• WORK REQUIRED
Lines with the string "below" must each be copied from the listing.

==== RECORDS SUPPLIED ====

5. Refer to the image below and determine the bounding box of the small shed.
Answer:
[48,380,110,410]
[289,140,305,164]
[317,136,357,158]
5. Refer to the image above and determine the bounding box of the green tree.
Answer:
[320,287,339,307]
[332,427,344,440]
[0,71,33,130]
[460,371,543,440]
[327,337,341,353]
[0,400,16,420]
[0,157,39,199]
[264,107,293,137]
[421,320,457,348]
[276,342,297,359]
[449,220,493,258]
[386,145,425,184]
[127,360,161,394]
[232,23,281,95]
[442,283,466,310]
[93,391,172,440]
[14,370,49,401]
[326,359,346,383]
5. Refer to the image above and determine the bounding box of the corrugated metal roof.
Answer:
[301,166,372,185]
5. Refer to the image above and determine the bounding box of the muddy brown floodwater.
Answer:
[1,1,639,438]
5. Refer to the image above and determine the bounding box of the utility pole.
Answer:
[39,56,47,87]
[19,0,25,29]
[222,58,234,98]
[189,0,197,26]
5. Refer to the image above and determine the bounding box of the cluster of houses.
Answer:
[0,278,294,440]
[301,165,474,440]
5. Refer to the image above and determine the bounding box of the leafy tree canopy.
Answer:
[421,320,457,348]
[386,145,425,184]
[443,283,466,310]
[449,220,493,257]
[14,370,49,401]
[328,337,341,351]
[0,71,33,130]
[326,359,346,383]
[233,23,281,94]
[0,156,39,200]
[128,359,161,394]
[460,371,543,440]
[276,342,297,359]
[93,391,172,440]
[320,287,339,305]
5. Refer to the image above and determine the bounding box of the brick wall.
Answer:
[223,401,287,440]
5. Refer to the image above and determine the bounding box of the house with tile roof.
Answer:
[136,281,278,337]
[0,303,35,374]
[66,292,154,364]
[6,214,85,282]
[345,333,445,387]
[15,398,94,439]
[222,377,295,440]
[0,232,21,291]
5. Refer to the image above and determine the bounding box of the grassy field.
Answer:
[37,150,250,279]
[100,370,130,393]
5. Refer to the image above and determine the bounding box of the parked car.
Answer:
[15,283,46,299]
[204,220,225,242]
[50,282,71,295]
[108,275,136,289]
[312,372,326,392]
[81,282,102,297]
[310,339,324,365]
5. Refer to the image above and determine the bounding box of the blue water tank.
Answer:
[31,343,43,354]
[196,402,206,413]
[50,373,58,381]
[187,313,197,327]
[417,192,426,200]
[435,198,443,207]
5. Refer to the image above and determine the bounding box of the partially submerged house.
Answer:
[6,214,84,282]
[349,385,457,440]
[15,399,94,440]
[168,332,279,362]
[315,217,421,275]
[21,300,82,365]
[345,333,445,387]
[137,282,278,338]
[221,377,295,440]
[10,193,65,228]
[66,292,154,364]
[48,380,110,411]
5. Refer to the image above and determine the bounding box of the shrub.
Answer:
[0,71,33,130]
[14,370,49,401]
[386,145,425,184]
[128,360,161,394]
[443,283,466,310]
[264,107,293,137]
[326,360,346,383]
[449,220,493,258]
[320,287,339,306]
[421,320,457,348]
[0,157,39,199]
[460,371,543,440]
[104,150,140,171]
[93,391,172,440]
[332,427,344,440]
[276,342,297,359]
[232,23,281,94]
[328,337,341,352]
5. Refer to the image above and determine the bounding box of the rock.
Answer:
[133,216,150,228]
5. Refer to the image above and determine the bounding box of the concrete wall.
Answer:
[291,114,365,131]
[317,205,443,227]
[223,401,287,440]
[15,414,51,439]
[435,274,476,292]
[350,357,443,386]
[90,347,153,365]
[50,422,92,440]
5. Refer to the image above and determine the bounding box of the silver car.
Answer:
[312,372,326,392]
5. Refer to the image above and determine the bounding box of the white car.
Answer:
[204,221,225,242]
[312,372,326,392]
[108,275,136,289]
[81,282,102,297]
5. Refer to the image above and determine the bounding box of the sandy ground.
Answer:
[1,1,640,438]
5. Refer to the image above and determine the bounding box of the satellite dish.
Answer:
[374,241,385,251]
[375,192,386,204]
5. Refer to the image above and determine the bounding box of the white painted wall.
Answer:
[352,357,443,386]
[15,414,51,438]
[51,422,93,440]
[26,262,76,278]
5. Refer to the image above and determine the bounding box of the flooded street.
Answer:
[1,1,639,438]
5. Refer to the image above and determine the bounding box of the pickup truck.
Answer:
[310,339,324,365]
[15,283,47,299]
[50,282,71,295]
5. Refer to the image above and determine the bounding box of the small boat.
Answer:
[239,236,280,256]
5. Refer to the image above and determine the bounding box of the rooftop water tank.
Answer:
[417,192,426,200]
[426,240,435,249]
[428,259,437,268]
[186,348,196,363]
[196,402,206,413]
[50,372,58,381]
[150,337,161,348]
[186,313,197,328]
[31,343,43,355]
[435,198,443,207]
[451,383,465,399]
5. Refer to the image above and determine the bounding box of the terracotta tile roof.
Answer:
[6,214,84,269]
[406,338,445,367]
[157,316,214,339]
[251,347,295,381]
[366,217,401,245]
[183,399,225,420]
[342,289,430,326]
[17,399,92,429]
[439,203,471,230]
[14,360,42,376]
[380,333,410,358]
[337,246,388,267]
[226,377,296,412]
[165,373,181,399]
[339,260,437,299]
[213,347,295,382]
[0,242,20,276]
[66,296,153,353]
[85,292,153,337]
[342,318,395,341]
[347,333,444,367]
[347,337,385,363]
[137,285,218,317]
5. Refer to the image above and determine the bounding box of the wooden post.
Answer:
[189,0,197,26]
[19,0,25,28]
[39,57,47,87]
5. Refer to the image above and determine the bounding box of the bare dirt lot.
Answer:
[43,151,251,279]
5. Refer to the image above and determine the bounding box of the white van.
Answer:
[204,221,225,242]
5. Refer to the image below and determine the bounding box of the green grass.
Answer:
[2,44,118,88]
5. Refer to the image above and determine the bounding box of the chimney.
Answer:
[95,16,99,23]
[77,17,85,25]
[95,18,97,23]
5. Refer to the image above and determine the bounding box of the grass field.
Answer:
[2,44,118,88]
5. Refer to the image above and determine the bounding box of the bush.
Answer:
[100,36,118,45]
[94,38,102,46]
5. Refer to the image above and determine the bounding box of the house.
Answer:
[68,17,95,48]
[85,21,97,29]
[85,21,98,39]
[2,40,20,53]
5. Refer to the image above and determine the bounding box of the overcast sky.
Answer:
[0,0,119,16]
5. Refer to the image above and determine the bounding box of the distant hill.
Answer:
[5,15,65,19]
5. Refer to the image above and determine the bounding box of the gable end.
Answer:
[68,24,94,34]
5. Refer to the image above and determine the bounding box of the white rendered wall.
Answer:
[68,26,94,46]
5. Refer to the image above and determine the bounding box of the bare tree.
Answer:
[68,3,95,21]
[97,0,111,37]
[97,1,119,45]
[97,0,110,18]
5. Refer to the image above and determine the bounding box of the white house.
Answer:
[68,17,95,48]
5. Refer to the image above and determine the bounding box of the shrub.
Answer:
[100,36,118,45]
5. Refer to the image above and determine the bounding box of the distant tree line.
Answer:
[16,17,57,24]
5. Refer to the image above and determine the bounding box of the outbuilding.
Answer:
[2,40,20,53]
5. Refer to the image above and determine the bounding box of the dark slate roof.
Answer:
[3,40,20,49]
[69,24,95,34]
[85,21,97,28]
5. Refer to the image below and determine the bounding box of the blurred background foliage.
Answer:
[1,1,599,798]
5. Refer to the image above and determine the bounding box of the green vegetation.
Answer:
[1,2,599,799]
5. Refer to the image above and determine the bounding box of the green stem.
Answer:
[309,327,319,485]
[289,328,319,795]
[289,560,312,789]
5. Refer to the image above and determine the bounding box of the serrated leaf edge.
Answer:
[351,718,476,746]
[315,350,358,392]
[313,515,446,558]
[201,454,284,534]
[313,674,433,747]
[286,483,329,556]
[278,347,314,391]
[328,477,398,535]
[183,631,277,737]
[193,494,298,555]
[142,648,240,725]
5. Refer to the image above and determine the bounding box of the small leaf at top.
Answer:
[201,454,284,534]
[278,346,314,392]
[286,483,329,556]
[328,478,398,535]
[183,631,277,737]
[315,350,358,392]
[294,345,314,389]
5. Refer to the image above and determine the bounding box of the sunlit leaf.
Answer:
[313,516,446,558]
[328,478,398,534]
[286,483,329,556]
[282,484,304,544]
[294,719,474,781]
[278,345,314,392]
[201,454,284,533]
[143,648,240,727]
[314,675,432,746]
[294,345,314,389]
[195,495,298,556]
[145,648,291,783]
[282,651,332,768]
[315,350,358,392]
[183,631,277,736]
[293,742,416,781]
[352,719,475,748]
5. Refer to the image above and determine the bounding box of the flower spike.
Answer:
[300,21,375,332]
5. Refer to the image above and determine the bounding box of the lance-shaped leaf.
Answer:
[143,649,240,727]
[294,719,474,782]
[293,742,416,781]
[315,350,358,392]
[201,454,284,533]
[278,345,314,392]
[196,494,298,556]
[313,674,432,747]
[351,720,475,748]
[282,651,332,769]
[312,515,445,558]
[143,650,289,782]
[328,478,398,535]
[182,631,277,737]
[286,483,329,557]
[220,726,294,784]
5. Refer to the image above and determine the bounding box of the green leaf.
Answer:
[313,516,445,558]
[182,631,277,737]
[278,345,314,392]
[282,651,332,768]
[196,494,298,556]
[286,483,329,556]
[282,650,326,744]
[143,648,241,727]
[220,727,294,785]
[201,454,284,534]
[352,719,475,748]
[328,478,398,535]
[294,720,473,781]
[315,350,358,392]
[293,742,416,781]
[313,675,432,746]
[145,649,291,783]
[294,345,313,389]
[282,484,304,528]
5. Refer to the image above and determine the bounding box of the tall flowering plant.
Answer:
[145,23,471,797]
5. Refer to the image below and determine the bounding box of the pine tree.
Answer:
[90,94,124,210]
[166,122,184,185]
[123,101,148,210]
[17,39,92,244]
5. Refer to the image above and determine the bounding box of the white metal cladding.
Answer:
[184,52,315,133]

====

• RESPONSE TO THIS TASK
5. Refer to the image below and determine the bounding box of the small shed.
5. Refer to the image below and determine the bounding box of the green grass.
5. Refer to the image below and determine the bounding box of the blurred background foliage.
5. Refer to the image below and determine the bounding box of the pine tree.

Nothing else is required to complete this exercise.